-- Required work --
Go through the listing below from its first line and repeat each line exactly, ending at the line containing "Pick out each instance of the background" and including it.

-- Dataset --
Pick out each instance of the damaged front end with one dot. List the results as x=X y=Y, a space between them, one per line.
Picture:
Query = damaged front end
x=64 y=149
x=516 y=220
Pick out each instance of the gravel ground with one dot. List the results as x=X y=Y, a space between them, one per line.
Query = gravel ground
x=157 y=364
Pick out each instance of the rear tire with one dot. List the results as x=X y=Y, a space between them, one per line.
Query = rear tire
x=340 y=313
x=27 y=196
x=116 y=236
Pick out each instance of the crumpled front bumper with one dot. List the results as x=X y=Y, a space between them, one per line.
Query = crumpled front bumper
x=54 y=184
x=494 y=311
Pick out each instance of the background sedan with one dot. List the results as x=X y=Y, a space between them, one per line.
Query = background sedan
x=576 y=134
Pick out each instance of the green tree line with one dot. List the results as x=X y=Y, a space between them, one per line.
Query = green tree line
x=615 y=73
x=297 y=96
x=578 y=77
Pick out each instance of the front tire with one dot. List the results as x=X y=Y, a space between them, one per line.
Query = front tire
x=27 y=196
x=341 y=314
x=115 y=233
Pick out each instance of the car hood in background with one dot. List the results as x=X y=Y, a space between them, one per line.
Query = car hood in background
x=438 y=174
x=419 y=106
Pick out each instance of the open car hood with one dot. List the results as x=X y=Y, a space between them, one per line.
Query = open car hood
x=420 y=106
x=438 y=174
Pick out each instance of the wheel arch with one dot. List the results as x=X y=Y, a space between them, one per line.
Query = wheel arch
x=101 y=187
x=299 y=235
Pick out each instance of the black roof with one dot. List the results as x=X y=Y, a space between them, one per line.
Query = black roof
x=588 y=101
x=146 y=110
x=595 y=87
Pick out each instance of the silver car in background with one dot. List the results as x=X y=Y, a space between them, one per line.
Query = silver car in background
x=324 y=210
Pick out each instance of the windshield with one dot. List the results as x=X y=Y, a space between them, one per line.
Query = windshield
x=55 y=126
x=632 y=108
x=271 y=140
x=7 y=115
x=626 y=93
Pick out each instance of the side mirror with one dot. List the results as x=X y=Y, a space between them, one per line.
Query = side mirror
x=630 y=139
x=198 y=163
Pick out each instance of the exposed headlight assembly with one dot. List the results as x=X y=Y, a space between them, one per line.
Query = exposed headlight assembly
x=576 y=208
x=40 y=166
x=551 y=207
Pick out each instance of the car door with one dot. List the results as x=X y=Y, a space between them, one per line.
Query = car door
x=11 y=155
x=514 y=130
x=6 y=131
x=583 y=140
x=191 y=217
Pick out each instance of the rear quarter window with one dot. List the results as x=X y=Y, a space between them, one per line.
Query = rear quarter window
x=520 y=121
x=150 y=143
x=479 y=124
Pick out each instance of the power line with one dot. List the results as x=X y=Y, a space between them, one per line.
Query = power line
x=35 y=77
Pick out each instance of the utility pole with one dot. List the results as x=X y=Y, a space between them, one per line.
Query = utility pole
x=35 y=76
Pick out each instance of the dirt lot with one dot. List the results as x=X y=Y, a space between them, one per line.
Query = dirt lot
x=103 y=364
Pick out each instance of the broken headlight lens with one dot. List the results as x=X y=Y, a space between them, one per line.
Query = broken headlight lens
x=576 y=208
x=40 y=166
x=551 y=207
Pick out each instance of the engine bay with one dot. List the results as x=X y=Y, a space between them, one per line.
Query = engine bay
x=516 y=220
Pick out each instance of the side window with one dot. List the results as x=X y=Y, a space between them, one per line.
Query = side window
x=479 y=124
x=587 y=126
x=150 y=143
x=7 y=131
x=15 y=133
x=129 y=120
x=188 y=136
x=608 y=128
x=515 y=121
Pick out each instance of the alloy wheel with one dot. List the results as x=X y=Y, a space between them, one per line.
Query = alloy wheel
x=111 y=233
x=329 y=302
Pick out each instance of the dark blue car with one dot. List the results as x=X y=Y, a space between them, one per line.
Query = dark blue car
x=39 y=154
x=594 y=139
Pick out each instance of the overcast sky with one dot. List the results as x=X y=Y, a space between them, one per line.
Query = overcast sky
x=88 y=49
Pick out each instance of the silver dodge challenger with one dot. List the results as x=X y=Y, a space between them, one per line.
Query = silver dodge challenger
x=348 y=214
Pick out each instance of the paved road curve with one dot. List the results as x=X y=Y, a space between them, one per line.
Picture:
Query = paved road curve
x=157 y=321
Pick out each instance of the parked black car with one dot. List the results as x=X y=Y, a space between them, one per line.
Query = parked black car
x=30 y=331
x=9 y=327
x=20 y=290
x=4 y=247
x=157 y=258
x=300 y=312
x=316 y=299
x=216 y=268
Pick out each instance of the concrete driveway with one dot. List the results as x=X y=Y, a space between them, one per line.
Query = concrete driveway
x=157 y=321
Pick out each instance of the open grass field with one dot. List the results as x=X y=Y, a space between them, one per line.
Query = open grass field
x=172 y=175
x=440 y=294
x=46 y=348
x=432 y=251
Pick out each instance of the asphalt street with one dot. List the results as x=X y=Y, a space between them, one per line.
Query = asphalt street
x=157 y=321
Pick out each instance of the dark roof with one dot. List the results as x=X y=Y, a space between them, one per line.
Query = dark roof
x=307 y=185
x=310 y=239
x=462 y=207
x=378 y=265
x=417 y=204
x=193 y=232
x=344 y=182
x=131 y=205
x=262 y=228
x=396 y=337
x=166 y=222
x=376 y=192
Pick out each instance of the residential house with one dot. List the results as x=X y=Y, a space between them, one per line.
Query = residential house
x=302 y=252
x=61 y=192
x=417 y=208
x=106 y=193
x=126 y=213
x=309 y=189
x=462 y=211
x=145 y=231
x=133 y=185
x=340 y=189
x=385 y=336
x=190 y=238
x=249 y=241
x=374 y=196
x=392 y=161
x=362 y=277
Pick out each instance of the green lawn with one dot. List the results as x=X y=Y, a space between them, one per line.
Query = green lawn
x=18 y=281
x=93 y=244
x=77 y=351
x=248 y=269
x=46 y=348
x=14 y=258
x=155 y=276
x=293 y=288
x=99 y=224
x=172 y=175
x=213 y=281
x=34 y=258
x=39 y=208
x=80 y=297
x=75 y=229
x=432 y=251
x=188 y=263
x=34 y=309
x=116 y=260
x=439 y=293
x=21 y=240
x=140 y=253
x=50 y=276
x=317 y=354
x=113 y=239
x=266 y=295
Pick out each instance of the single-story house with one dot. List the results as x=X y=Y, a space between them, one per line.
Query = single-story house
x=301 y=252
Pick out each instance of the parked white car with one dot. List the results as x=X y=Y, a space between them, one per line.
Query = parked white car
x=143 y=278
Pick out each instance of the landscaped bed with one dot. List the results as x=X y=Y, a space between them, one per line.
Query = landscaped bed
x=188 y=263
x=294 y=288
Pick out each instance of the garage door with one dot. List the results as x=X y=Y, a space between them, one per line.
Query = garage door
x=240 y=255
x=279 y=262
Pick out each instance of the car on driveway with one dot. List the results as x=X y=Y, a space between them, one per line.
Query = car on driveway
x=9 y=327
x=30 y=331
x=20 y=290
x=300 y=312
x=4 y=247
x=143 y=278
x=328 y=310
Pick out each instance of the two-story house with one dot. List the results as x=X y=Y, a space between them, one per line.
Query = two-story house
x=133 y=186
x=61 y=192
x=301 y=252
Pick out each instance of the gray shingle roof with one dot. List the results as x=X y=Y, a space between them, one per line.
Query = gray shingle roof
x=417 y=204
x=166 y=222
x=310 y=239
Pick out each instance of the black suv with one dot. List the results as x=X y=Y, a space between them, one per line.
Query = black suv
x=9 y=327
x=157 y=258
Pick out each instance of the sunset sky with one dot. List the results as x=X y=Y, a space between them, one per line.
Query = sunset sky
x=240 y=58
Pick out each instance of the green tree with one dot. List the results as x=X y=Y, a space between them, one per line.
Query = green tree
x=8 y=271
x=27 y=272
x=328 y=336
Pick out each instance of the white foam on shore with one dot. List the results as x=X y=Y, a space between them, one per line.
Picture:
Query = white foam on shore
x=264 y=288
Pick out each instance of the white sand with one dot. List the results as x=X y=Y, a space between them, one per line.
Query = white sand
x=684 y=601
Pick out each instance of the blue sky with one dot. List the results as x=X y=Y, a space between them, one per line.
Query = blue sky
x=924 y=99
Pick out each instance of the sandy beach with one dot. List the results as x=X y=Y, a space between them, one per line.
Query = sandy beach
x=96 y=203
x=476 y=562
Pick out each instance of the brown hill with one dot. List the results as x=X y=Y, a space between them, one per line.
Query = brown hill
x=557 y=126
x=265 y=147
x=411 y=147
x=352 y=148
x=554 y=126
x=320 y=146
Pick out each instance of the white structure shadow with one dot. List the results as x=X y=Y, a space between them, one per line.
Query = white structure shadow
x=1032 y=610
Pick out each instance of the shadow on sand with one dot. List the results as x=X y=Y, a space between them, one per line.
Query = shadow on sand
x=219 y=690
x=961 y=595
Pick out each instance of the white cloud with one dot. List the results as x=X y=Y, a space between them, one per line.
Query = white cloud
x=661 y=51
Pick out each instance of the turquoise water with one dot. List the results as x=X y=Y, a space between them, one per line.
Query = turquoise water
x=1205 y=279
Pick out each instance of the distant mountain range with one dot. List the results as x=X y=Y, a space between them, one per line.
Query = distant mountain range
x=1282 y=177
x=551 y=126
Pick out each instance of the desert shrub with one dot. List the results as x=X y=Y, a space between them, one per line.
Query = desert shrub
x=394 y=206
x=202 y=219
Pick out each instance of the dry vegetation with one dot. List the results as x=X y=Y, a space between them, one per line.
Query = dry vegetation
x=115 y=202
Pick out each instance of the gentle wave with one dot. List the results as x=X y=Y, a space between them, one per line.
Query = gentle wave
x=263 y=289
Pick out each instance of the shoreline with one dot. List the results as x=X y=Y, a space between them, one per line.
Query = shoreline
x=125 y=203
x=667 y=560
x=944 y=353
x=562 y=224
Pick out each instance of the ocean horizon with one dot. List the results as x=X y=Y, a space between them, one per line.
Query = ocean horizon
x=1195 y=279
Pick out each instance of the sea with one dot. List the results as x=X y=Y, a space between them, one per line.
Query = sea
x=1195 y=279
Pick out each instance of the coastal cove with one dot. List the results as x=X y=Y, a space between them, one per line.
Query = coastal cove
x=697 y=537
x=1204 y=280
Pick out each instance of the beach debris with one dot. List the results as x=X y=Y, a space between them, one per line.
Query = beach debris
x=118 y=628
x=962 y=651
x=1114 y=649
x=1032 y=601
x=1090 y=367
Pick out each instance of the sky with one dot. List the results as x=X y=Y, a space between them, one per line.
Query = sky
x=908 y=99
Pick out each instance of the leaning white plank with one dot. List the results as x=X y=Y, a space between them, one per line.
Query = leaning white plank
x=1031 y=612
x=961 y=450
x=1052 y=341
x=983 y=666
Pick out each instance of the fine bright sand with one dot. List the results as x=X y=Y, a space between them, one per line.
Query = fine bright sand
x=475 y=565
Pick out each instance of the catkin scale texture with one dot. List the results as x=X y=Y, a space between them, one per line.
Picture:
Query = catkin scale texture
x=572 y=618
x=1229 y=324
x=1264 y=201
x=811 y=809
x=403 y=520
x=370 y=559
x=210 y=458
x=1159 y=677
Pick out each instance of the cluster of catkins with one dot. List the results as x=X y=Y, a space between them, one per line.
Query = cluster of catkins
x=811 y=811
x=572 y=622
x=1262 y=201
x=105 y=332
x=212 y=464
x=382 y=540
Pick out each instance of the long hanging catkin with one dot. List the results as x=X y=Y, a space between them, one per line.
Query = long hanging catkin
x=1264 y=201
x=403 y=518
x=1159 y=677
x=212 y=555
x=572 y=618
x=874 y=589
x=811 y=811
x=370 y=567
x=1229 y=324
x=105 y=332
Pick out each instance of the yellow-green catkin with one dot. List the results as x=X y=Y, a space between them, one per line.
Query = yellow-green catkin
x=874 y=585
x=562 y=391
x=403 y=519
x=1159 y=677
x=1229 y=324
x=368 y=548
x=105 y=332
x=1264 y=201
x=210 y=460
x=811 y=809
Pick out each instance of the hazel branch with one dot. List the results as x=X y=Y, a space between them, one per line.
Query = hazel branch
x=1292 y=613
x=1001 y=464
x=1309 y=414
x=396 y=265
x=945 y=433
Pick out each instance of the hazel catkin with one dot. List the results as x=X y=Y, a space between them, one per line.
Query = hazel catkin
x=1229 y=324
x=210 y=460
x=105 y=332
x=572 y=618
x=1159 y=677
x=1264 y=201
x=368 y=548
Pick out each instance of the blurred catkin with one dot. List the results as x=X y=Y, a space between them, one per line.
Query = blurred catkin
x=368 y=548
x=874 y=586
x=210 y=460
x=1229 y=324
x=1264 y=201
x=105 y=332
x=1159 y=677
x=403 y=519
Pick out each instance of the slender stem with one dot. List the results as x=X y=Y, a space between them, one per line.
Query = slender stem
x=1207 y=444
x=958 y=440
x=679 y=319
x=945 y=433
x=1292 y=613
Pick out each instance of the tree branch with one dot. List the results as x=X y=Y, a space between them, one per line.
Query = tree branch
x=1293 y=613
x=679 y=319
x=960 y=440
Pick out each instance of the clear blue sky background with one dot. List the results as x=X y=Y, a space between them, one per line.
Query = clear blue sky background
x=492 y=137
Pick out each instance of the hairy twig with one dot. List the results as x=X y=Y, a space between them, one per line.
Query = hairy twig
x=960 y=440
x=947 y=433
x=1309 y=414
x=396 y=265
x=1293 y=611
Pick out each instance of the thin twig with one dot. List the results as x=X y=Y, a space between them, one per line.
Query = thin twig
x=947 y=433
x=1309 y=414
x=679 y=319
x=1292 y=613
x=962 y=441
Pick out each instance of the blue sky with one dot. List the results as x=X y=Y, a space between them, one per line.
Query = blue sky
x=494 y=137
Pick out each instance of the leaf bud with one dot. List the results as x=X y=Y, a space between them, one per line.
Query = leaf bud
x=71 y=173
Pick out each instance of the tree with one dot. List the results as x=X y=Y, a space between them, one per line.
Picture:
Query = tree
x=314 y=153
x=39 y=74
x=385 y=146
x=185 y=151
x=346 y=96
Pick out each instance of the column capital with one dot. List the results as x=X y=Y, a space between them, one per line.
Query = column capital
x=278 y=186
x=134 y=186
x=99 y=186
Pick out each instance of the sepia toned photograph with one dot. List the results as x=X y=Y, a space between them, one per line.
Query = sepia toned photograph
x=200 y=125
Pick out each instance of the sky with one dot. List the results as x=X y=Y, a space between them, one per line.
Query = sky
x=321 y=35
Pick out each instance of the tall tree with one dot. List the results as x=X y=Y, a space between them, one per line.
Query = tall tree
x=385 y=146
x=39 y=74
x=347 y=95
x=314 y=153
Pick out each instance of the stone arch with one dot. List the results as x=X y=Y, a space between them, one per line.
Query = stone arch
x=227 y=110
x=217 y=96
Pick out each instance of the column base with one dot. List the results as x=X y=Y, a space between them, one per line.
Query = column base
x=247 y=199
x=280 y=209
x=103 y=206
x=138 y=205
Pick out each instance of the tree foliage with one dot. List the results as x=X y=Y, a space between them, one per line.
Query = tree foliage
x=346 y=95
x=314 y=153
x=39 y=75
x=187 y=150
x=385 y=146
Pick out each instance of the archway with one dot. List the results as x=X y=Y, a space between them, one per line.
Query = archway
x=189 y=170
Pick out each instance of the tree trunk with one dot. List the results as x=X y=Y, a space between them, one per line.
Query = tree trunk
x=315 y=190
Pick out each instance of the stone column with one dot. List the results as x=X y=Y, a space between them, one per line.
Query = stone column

-- Exercise output --
Pick out each instance of the damaged front end with one dot. List the results as x=X y=Y, a space between them, one per line.
Picture:
Query = damaged front end
x=64 y=149
x=516 y=220
Pick out each instance of the gravel ground with one dot. List the results as x=X y=Y, a space between them, one per line.
Query = gravel ground
x=157 y=364
Pick out each instance of the rear tire with one dot. List the results as x=X y=Y, a space between them, one per line.
Query = rear tire
x=340 y=313
x=27 y=196
x=116 y=236
Pick out each instance of the crumpled front bumper with one dot. List the results as x=X y=Y, a space between them, one per line.
Query = crumpled front bumper
x=54 y=184
x=494 y=311
Pick out each instance of the background sedan with one dot. List the results as x=X y=Y, a space between them, one per line.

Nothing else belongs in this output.